> [EXTRACTED ENTRIES]
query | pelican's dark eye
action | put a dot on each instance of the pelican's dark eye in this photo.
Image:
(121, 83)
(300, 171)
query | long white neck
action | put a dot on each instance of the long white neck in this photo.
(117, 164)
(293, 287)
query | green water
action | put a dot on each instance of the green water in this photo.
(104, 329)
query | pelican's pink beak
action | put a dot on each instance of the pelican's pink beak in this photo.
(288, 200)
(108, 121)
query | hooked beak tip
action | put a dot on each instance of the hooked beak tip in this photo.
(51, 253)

---

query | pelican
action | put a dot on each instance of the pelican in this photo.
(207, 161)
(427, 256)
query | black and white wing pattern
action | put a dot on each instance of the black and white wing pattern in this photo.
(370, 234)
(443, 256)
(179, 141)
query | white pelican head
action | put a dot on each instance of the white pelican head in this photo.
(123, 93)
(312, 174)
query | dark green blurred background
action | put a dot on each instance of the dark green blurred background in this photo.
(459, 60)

> [ASSIGNMENT]
Only the number is needed here: how many lines in the data contain "query"?

> [RESPONSE]
9